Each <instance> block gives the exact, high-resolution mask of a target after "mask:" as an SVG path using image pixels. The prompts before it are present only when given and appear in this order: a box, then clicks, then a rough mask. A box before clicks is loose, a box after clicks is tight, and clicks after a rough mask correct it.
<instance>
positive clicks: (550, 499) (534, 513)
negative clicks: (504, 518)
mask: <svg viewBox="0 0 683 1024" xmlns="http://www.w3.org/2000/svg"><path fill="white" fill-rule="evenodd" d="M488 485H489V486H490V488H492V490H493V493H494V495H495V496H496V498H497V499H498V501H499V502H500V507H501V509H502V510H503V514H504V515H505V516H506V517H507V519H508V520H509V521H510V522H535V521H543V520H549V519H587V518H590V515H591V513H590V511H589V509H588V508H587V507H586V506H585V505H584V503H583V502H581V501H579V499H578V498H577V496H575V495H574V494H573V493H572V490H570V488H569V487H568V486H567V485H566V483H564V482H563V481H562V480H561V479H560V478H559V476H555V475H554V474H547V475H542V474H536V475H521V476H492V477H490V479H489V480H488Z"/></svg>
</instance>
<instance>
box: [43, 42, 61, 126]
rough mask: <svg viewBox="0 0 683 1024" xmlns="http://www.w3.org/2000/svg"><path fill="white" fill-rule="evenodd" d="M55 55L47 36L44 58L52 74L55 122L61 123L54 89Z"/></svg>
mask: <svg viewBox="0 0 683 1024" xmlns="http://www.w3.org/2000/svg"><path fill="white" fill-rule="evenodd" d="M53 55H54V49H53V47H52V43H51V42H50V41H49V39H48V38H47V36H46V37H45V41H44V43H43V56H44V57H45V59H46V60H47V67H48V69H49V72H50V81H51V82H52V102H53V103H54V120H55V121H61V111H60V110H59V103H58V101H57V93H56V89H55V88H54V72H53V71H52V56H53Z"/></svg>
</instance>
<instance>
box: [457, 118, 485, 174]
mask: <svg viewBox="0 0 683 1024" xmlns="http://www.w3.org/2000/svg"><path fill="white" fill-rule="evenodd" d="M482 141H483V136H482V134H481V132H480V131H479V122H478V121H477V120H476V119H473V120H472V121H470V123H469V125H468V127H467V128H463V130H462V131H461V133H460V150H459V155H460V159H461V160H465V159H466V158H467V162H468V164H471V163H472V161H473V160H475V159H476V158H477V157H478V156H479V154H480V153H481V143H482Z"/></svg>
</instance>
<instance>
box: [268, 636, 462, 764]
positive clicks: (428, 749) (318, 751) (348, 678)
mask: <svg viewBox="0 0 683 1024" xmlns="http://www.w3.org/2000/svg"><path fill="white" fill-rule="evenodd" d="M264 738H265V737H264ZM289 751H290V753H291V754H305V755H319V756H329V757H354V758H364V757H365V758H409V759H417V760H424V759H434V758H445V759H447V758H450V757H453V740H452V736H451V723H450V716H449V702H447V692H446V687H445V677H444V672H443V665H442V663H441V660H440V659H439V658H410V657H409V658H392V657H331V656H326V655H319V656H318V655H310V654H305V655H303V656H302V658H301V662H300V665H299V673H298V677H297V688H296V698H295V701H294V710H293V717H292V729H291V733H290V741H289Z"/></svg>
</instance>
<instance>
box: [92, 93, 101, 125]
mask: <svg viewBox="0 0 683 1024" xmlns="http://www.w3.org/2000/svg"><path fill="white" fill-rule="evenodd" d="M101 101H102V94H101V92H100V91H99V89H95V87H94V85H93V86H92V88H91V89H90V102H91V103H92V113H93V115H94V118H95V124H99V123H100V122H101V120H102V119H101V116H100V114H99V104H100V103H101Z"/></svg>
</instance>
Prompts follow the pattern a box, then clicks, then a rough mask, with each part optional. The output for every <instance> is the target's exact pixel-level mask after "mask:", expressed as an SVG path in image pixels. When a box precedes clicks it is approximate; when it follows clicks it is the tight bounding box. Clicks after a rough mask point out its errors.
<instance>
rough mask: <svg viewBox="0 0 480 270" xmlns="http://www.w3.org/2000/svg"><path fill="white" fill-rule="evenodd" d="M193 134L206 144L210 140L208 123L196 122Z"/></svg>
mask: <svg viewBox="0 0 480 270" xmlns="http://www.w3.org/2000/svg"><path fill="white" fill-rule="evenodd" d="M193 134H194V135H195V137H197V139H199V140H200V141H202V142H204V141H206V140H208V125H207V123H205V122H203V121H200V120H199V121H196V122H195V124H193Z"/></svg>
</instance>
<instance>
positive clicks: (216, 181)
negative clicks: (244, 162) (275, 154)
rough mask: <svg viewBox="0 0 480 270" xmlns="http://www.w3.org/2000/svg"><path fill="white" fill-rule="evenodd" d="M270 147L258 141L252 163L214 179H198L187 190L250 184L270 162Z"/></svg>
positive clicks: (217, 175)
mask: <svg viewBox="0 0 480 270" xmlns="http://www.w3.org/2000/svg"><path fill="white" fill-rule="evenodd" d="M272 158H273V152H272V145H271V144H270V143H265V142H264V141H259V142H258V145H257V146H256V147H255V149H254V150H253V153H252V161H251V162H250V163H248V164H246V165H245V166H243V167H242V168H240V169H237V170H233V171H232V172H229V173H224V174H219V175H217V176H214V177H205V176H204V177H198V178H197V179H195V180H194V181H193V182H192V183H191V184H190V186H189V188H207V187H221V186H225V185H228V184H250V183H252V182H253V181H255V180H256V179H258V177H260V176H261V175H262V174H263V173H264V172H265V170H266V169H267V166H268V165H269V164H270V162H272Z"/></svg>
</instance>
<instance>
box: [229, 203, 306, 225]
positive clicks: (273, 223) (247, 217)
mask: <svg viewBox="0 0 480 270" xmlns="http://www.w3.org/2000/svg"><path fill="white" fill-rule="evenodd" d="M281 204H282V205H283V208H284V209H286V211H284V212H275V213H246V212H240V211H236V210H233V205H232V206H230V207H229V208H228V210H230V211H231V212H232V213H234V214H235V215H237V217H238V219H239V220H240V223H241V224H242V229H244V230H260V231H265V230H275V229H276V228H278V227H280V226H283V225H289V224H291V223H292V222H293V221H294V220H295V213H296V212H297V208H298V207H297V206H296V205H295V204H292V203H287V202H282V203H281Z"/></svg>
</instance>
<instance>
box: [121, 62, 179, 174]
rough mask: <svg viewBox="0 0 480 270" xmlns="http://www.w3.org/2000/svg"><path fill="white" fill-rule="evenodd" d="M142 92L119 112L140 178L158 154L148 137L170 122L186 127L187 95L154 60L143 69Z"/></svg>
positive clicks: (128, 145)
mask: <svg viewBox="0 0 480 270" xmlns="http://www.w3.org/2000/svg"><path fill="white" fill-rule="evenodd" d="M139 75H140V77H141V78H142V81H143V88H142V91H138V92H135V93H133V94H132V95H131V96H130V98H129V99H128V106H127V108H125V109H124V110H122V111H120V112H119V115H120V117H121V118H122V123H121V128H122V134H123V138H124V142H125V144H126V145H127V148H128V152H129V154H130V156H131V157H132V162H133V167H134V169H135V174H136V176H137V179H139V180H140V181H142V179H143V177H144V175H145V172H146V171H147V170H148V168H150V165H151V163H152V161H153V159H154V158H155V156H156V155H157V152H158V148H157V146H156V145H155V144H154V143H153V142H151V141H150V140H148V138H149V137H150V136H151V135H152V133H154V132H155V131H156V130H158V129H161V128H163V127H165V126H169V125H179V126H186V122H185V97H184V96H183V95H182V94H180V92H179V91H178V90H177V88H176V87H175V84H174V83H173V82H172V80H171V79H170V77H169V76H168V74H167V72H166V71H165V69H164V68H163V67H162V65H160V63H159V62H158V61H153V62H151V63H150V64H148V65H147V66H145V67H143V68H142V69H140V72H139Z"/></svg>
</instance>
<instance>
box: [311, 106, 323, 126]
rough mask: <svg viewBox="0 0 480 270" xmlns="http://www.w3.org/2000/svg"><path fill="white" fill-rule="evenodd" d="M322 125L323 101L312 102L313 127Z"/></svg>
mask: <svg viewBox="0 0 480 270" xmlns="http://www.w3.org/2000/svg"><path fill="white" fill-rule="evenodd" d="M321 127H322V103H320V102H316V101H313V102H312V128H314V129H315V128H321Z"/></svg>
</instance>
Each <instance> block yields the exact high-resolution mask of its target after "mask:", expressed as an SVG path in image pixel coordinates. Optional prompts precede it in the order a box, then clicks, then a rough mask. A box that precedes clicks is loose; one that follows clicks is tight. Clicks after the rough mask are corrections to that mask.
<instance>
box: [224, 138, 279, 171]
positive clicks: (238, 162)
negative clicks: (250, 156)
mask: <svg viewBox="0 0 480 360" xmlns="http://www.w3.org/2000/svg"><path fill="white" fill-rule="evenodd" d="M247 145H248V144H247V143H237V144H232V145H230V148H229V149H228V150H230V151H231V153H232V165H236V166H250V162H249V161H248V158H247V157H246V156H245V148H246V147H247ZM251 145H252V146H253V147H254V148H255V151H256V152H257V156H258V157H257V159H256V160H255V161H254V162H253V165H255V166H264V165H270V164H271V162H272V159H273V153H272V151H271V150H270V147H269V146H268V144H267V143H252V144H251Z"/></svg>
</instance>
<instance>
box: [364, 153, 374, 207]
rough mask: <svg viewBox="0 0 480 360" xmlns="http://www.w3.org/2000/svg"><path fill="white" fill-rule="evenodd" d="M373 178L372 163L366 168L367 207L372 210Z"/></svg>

────

Which lines of the listing above hold the word "image"? Copy each of them.

Each <instance> block gives the exact, high-resolution mask of a target after "mask:" as an SVG path using image pixels. The prompts before it are present only when given and appear in this order: a box, then clicks, then a rough mask. A box before clicks is loose, a box after clicks is tight, and clicks after a rough mask correct it.
Prompts follow the pattern a box, then clicks, then a rough mask, with each part optional. The output for every <instance> is the target's exact pixel-level mask after "mask:", expressed as an SVG path in image pixels. When a box precedes clicks it is approximate; when it follows clicks it is the tight bounding box. Clicks after a rough mask point out its errors.
Each <instance> block yields the exact high-resolution mask of its target after "mask:", expressed as an SVG path in image pixel coordinates. Optional prompts precede it in the order a box, then clicks, then a rough mask. A box that precedes clicks is loose; one that follows clicks is tight. Clicks after the rough mask are corrections to that mask.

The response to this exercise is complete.